**OBJECTIVE**
Pick out each line of the data below that contains the word "white" and copy those lines.

**MATERIAL SHOWN**
═══

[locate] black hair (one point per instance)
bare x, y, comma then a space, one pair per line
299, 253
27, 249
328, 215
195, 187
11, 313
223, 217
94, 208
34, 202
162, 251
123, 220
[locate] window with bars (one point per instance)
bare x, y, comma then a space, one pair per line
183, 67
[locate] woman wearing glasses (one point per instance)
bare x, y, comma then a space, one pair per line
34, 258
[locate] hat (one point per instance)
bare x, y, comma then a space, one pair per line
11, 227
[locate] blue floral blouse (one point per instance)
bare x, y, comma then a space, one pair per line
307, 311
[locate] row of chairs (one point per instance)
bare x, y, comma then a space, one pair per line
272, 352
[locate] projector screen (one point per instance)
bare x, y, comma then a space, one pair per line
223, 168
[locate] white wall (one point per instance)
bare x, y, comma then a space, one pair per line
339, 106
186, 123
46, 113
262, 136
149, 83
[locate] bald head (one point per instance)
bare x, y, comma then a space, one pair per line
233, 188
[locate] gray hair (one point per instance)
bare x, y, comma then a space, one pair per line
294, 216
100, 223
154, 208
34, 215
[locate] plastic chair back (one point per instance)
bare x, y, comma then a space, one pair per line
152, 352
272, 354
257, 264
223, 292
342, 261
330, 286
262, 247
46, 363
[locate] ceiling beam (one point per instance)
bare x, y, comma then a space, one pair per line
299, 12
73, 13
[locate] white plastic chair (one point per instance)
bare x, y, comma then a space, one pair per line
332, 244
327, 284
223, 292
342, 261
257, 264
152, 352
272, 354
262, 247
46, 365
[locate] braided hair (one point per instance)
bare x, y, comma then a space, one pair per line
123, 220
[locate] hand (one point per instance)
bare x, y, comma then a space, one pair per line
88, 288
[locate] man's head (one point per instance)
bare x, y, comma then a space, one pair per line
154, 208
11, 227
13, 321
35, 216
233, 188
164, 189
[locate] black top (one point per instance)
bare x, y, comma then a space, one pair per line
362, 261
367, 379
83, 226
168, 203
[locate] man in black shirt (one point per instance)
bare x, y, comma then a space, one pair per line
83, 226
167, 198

═══

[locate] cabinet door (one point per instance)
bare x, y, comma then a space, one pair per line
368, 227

═══

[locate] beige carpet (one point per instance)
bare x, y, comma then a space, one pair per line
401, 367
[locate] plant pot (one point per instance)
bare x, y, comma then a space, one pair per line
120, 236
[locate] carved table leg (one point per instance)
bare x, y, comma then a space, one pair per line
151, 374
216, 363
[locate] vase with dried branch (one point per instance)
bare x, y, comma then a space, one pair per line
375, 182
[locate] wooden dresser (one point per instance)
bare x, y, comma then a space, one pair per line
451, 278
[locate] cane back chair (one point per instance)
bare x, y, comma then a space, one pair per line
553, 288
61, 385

═══

**FULL SOLUTION**
[locate] white wall (one point per instance)
[locate] white plastic chair (one point per instance)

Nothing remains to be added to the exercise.